SELECTED EXCERPT —
>> START
**401077 Introduction to Biostatistics, Autumn 2019**

**Assignment 1 ****(Due Sunday August 18, 2019)**

Please answer all 5 questions. Record your answers in the template document provided and submit via Turnitin before 11:59pm on the due date. The marks allocated to each question are shown in the assignment. A total of 30 marks are available and this assignment is worth 30% of your overall grade.

All of the questions require you to analyse the unique assignment data set which I have created for you. This is labelled ‘dataforxxxxxxxx.RData’ where xxxxxxxx represents your Student ID number. The description of this data set is provided in the file ‘Description of your data set.docx’. You can find your data set and its description into the Assessment 1 folder in vUWS.

Note: Each student will get different answers as the data sets differ.

Question 1 (6 marks)

Using the data set on grandparent carers’ health assigned to you and R Commander:

- Is hand grip strength (the variable ‘grip’) categorical or continuous? Explain why. (1 mark)
- Graph the distribution of the WHO body mass classification (the variable ‘bmicat’) with appropriate axis labels. Write a sentence or two summarising the main characteristics of the distribution as shown in the graph. (2 marks)
>> END
DATA PROVIDED —
>> START
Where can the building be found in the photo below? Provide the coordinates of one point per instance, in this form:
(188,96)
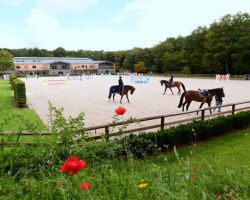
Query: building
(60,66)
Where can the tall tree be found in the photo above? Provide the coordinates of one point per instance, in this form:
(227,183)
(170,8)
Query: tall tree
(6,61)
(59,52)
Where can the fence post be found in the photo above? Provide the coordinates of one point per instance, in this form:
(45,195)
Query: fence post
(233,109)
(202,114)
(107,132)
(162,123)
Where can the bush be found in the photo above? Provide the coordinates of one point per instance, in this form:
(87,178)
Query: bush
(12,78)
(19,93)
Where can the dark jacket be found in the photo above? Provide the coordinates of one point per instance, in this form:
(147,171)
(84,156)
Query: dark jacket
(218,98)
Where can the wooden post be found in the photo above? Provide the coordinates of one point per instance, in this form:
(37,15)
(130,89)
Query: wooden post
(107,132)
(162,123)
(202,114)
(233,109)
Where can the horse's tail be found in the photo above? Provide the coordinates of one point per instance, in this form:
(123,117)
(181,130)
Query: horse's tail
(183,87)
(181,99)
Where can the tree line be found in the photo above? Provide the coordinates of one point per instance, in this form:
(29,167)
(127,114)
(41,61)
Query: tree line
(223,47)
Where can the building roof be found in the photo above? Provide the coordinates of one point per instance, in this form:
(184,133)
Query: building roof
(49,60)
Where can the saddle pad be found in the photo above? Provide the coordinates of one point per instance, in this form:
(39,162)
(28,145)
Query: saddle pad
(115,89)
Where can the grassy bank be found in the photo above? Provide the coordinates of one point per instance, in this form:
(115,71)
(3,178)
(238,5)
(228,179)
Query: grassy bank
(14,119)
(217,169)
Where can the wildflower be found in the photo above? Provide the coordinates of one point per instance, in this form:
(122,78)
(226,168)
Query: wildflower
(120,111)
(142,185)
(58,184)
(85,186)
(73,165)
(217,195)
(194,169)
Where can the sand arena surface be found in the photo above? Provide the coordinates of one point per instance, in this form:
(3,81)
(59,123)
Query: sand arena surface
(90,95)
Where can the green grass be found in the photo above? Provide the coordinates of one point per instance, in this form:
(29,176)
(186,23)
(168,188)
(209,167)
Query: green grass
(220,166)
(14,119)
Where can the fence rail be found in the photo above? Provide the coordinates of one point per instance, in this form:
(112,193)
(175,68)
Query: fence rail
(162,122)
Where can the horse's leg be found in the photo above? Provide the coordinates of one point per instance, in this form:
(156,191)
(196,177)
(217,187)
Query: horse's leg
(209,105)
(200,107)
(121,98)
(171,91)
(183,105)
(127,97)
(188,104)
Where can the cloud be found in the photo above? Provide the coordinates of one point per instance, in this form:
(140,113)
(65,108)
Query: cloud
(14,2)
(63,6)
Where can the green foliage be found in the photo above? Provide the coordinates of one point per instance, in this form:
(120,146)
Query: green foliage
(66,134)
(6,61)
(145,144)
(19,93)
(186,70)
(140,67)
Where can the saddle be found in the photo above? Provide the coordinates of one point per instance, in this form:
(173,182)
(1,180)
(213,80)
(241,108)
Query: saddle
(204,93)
>> END
>> START
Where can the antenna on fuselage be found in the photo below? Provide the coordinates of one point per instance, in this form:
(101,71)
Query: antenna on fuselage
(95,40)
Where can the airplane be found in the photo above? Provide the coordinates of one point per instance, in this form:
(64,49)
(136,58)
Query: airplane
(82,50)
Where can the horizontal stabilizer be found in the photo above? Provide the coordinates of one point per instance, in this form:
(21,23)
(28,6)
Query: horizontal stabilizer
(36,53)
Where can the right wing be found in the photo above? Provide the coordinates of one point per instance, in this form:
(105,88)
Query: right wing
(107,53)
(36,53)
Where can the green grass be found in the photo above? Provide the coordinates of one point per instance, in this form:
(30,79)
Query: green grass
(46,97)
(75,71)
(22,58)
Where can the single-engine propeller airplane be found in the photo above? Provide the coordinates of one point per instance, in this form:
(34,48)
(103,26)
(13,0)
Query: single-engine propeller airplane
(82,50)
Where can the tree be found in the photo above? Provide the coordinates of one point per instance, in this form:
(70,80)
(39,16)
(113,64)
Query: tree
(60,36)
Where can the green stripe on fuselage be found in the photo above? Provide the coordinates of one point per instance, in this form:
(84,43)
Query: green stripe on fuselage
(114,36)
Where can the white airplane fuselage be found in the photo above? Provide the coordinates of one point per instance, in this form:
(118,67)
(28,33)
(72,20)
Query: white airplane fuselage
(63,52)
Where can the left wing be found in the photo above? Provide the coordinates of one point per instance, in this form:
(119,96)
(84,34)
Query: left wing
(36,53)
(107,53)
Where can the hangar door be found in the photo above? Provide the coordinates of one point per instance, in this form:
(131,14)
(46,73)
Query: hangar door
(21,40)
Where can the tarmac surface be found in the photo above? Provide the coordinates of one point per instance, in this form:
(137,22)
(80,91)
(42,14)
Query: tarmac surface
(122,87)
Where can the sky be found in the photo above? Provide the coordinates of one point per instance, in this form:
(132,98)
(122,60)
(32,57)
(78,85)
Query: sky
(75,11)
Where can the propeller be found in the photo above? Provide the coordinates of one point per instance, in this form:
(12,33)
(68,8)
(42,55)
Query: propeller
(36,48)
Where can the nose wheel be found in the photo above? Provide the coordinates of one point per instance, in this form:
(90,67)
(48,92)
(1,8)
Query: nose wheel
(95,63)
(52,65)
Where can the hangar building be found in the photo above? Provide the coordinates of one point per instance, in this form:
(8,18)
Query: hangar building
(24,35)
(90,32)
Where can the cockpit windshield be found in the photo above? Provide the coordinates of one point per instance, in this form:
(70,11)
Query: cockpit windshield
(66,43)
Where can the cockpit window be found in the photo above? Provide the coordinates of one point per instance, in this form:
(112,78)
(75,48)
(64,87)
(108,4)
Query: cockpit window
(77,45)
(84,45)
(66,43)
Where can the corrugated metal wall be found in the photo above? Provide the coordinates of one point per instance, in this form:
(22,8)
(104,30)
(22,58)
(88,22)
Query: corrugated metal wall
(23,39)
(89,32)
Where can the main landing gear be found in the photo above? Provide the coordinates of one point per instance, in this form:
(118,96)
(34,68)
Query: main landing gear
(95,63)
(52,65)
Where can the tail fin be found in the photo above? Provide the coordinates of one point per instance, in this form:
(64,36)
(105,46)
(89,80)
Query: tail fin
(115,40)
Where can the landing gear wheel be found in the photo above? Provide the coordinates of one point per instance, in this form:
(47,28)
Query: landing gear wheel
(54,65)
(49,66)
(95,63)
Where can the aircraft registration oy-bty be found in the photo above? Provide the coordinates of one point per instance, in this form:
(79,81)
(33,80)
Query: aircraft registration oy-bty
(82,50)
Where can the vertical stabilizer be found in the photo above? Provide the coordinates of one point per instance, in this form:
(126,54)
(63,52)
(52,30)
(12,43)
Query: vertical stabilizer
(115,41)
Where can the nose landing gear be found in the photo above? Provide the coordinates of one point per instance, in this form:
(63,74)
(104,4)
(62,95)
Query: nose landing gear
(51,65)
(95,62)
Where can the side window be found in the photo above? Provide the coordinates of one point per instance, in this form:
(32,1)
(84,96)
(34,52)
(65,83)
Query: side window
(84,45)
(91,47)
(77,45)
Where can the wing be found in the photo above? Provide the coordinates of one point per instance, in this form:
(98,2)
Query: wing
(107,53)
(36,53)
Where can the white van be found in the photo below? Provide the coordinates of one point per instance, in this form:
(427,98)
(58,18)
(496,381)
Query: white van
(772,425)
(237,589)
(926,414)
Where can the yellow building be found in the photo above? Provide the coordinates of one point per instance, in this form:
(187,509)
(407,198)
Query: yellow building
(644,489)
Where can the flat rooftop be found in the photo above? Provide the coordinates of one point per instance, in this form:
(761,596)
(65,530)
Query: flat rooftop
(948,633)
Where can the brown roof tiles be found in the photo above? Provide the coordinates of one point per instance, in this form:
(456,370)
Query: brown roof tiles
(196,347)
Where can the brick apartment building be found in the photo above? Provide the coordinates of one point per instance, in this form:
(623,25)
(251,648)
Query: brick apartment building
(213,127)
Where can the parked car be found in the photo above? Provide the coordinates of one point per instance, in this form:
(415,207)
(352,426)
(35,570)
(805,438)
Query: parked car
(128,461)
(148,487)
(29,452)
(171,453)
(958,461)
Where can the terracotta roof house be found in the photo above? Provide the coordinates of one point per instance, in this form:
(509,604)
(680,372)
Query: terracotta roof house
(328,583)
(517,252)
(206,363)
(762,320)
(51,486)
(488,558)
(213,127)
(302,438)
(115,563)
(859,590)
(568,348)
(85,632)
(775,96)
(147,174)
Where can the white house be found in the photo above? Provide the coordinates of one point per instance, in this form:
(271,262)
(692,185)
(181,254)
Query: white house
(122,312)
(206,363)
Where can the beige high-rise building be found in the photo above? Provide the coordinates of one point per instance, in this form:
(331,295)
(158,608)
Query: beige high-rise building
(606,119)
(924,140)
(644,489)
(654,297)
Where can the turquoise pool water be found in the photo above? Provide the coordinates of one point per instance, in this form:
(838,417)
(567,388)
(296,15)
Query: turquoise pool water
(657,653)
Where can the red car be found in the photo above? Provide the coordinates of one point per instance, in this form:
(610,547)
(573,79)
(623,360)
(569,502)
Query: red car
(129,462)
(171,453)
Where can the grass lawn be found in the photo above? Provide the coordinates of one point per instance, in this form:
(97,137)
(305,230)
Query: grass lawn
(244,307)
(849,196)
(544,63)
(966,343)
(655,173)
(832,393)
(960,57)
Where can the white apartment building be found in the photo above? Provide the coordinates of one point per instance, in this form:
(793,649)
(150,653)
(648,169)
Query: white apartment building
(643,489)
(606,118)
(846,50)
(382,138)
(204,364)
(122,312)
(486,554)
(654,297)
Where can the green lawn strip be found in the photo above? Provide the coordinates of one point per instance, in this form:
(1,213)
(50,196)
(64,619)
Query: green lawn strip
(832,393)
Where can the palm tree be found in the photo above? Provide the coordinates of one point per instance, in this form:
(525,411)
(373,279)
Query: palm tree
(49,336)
>> END
EXERCISE REQUIREMENTS —
1/ In the biostatistics assignment, how many marks are available in total?
2/ Write the next part of the biostatistics assignment, starting after its last sentence.
The lines above are separate material and have no connection to the assignment.

RESPONSES IN ORDER —
1/ A total of 30 marks are available.

2/
- Write one or two sentences describing the distribution Body Mass Index (the variable ‘bmi’) using appropriate summary statistics. (Hint: consider measures of centre, spread and shape. R commander output alone is insufficient – write the answer in your own words.) (3 marks)

Question 2 (6 marks)

Using the data set on grandparent carers’ health assigned to you and R Commander:

- Graph respondents’ hand grip strength (the variable ‘grip’) against their WHO body mass classification (the variable ‘bmicat’). Using the graph alone, write a sentence or two describing the relationship between these two variable. (2 marks)
- Graph respondents’ hand grip strength (the variable ‘grip’) against their Body Mass Index (the variable ‘bmi’). Using the graph alone, write a sentence or two describing the form, direction and strength of this relationship. (4 marks)

Question 3 (6 marks)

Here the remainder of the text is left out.